SET PROBLEM
Scale the material below by copying every line, requests included, with each x and y coordinate in the answers multiplied by 1.6 and rounded to the nearest whole number, halves rounding up. Leave the numbers in the requests and their format samples unchanged.

# MATERIAL FOR THIS EXERCISE start

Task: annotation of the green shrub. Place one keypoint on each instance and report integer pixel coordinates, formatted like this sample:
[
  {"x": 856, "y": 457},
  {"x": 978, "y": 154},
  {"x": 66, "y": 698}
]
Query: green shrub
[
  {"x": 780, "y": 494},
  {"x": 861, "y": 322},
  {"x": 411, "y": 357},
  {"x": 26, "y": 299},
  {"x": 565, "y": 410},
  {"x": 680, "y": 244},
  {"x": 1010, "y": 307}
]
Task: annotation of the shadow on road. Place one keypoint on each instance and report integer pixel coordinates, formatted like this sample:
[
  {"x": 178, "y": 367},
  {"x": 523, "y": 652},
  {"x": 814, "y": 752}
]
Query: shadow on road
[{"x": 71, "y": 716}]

# MATERIAL FOR THIS EXERCISE end

RESULT BELOW
Task: annotation of the green shrub. Place one keypoint on each instance and report integer pixel coordinates, formatted like this sample:
[
  {"x": 856, "y": 457},
  {"x": 978, "y": 154},
  {"x": 66, "y": 698}
]
Query: green shrub
[
  {"x": 1248, "y": 790},
  {"x": 1378, "y": 515},
  {"x": 658, "y": 571},
  {"x": 42, "y": 478},
  {"x": 904, "y": 656},
  {"x": 1088, "y": 390},
  {"x": 1616, "y": 491}
]
Task: annotation of the shadow on road. Place one keypoint on each instance and report integer pixel coordinates, formatted like this sample:
[
  {"x": 178, "y": 367},
  {"x": 523, "y": 652},
  {"x": 814, "y": 752}
]
Query: shadow on road
[{"x": 114, "y": 1146}]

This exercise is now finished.